* **EXERCISE DESCRIPTION**: Lines before the one containing "banner, one line per instance." are excluded. Repeat that line and every line after it, exactly.

* **SOURCE MATERIAL**:
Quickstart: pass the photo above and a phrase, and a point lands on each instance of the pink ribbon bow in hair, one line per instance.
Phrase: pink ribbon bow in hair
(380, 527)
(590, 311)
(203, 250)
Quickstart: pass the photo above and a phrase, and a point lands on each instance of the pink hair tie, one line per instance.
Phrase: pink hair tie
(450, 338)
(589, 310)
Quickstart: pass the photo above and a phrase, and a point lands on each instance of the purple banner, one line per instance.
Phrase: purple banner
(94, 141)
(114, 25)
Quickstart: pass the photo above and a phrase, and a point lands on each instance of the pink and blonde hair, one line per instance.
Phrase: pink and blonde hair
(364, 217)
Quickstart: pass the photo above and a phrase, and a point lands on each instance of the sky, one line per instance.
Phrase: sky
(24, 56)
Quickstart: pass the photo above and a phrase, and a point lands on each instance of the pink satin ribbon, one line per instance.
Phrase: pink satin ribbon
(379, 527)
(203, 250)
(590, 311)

* **THE COMPLETED TASK**:
Quickstart: pass the photo above and a phrase, and a point lands on each instance of the purple banner, one line per instance.
Phrase: purple banner
(94, 141)
(114, 25)
Quickstart: pass the photo above and a phrase, and a point lands on each instance of the pink and blonde hair, one line per instance.
Phrase: pink and blonde hair
(364, 217)
Quickstart: pass the photo above and a phrase, and a point lands on each instance of the sky, one line per instance.
Phrase: sky
(24, 56)
Quickstart: pass the photo above and a phrase, and a point lands on each instance of the pink satin ribbon, one line per instance.
Phrase: pink satin ribbon
(379, 527)
(203, 250)
(590, 311)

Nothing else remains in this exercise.